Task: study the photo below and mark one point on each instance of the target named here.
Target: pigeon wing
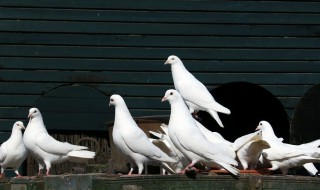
(279, 151)
(3, 152)
(198, 94)
(139, 143)
(50, 145)
(202, 147)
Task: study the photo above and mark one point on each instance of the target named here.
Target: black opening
(249, 104)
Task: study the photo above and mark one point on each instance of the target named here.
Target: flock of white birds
(179, 145)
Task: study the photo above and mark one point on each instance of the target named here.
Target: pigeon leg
(48, 167)
(18, 174)
(189, 166)
(130, 172)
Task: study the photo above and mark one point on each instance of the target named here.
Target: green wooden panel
(18, 113)
(146, 78)
(198, 65)
(17, 100)
(22, 88)
(158, 28)
(158, 41)
(159, 16)
(159, 53)
(238, 6)
(4, 136)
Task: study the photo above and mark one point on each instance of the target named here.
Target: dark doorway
(249, 104)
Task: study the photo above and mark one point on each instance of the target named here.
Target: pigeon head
(34, 112)
(19, 125)
(115, 100)
(172, 59)
(171, 96)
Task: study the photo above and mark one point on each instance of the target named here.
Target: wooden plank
(159, 16)
(159, 53)
(18, 100)
(197, 65)
(238, 6)
(18, 113)
(157, 41)
(131, 89)
(147, 78)
(159, 28)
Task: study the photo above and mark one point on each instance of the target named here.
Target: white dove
(190, 141)
(13, 152)
(168, 147)
(282, 155)
(249, 154)
(247, 148)
(311, 169)
(195, 94)
(47, 150)
(131, 140)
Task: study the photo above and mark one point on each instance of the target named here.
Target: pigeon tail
(165, 158)
(76, 148)
(215, 116)
(81, 156)
(229, 167)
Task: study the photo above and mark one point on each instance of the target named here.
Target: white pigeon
(247, 148)
(311, 169)
(13, 152)
(284, 156)
(47, 150)
(166, 145)
(190, 141)
(249, 154)
(194, 93)
(131, 140)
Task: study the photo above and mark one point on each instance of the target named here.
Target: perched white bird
(282, 155)
(13, 152)
(247, 149)
(195, 94)
(47, 150)
(131, 140)
(190, 141)
(249, 154)
(311, 169)
(166, 145)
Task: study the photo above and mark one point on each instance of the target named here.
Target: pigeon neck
(16, 135)
(180, 107)
(122, 111)
(178, 70)
(269, 135)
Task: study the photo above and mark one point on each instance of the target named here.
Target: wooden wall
(121, 46)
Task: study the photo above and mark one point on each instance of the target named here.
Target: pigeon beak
(164, 99)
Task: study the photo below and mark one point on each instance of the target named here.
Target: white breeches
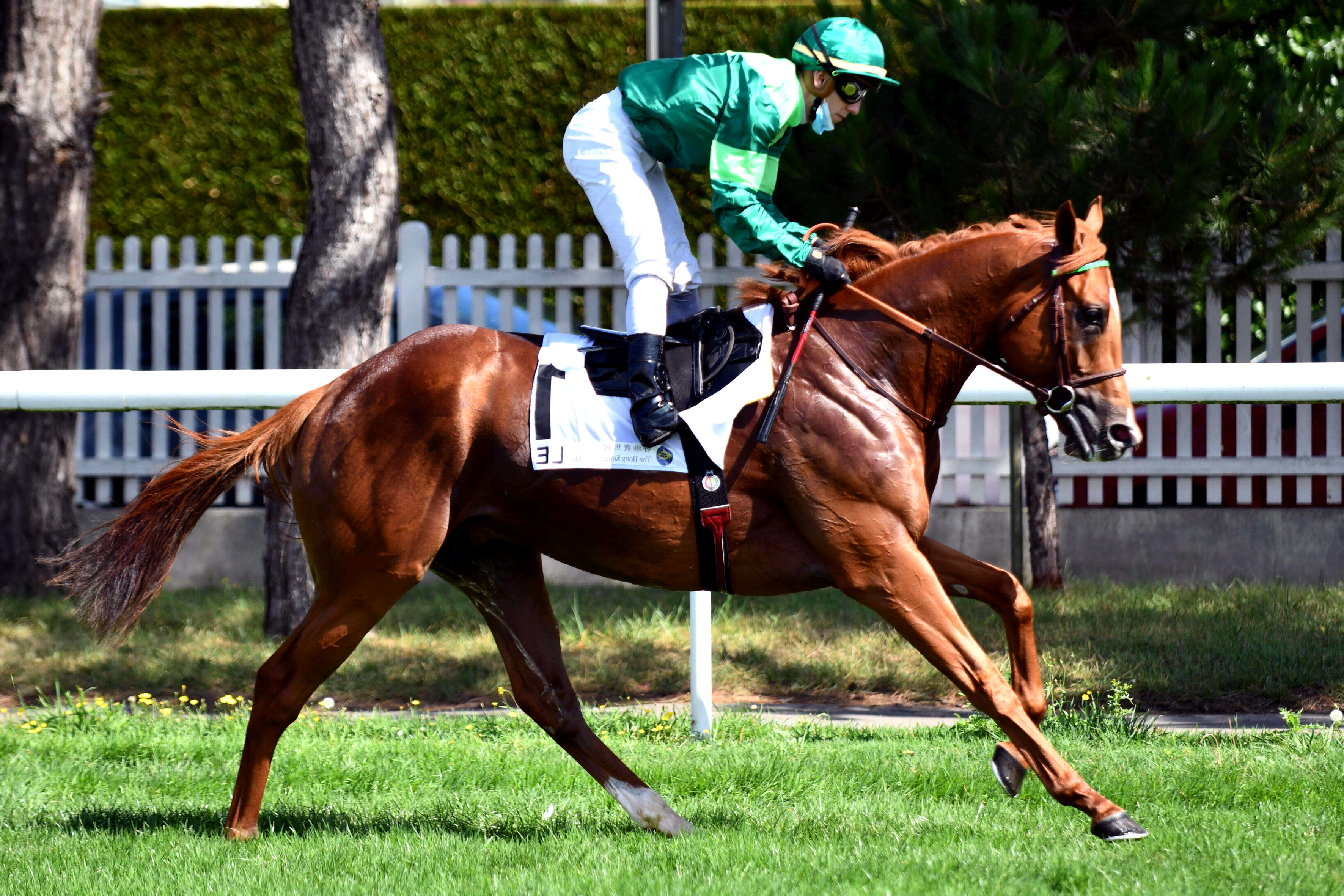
========
Finde in den Datensätzen oben jede Zeile, in der das Wort „wooden“ vorkommt, und schreib diese Zeilen vollständig ab. Achte dabei auf Groß- und Kleinschreibung.

LÖSUNG DER AUFGABE
Target: green wooden panel
Target: wooden plank
Target: wooden wall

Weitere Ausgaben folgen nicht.